▶ [EXTRACT TO READ]

Learning to swim should be a priority for every family. It’s an important life skill that can play a key role in helping to prevent drowning—a top cause of death among children. Children, and their parents, need to learn how to swim to help keep time in the water safe and fun!

The benefits of swimming are endless, and your child should learn to swim as early as possible. Here’s why:

1. It’s essential to safety.

According to the National Safe Kids Campaign, drowning is the second leading cause of unintentional injury-related death to children ages one through 14. It is absolutely crucial that all kids know how to swim at a young age. There is water all around us, even if it’s as small as a bathtub. Making sure that your child is comfortable in and around water is essential to their safety.

I’ve been swimming since I was three years old, and almost all of my teammates began just as early. Even if your child isn’t interested in competitive swimming, ensuring your child knows how to swim should be done as early as possible. Their interest in the actual sport is just an added benefit!

2. It’s a low-impact sport.

Swimming is obviously low-impact, as it’s performed in water. According to Bucknell University, the body is 90 percent buoyant when in the water up to your neck, so you’re not hitting the ground with the weight you carry on land. Swimming is the ideal sport for the well-being of one’s body in the long run.

Yes, anything in excess can cause your body to break down, so swimming injuries are common. But if you get a shoulder injury, you may still kick during practice to stay in shape. This isn’t so easy in other sports, where you often have to stop the sport altogether because of the impact.

In swimming, you can often just rest the injured part of your body, and still, use the healthy part of you in the pool. The most common swimming injuries are from overuse, showing that swimming is generally very easy on one’s body as opposed to a critical injury such as a sprain or break from running or jumping.

Note: The lack of serious injuries from swimming does not include dryland training, where often clumsy and uncoordinated fish out of water (also known as swimmers) are more likely to injure themselves.

3. The value of teamwork is learned along with individuality.

Like any sport, the team atmosphere is the greatest aspect. College athletes admit that post-graduation, they miss their team and the hours spent together while training and traveling. In an article I previously wrote, I stated the significance of using your teammates to help you get through the hardest times, because your friends on the team endure the same hard work that you do every day. From this shared experience, swimmers learn to support their teammates, which creates a positive atmosphere. This is a skill that can be carried throug life into the workplace and beyond.

But teamwork is learned in plenty of sports, so why is swimming special? The great thing about swimming is that there is also an individual aspect to it. In competitive swimming, you learn self-motivation and goal setting/reaching. Swimmers have their own personal set of times for their events.

At each meeting, competitive swimmers try to beat their personal best times, while at the same time swimming for their team as a whole. In high school and college swimming, the primary motivation is to earn points for your team so they can win the meet. I always swam on a club team in high school instead of swimming for my school. So when I reached college swimming, I realized the gravity of teamwork and support, and I was able to push myself to a new level. Swimming packages teamwork and individuality into one sport.

▶ [PROMPT A] Return the part of the swimming article from "Yes, anything in" up to and including "along with individuality.", word for word.
▶ [PROMPT B] In the records, replace "silver" with "golden" from the first line up to and including the line with "[(57, 30), (17, 24), (34, 24)]". Give back only those lines with everything else unchanged, and leave the pictures out.
The records have no connection to the swimming article.

▶ [MATERIAL PROVIDED]
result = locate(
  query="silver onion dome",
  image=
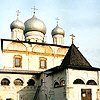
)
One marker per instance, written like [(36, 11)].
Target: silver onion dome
[(57, 30), (17, 24), (34, 24)]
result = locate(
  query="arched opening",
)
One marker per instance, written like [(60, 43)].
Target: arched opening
[(91, 82), (18, 82), (31, 82), (5, 81), (78, 81), (56, 84)]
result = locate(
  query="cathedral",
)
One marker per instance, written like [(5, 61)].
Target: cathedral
[(35, 70)]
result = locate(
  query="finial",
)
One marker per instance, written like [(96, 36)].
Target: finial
[(34, 9), (17, 13), (72, 35), (57, 19)]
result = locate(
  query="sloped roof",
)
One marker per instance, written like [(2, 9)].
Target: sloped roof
[(74, 58)]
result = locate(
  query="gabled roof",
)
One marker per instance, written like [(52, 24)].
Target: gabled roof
[(74, 58)]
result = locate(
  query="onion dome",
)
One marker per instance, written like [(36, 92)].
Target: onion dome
[(17, 24), (57, 30), (34, 24)]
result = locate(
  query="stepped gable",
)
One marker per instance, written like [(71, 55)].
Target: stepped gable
[(74, 58)]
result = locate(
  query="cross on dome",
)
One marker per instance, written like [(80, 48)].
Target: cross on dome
[(72, 35), (34, 10), (57, 19), (17, 13)]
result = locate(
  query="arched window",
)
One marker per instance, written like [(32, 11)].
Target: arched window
[(17, 61), (56, 84), (91, 82), (31, 82), (62, 82), (18, 82), (78, 81), (43, 62), (5, 81)]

▶ [FINISHED ANSWER A]
Yes, anything in excess can cause your body to break down, so swimming injuries are common. But if you get a shoulder injury, you may still kick during practice to stay in shape. This isn’t so easy in other sports, where you often have to stop the sport altogether because of the impact.

In swimming, you can often just rest the injured part of your body, and still, use the healthy part of you in the pool. The most common swimming injuries are from overuse, showing that swimming is generally very easy on one’s body as opposed to a critical injury such as a sprain or break from running or jumping.

Note: The lack of serious injuries from swimming does not include dryland training, where often clumsy and uncoordinated fish out of water (also known as swimmers) are more likely to injure themselves.

3. The value of teamwork is learned along with individuality.

▶ [FINISHED ANSWER B]
result = locate(
  query="golden onion dome",
  image=
)
One marker per instance, written like [(36, 11)].
Target: golden onion dome
[(57, 30), (17, 24), (34, 24)]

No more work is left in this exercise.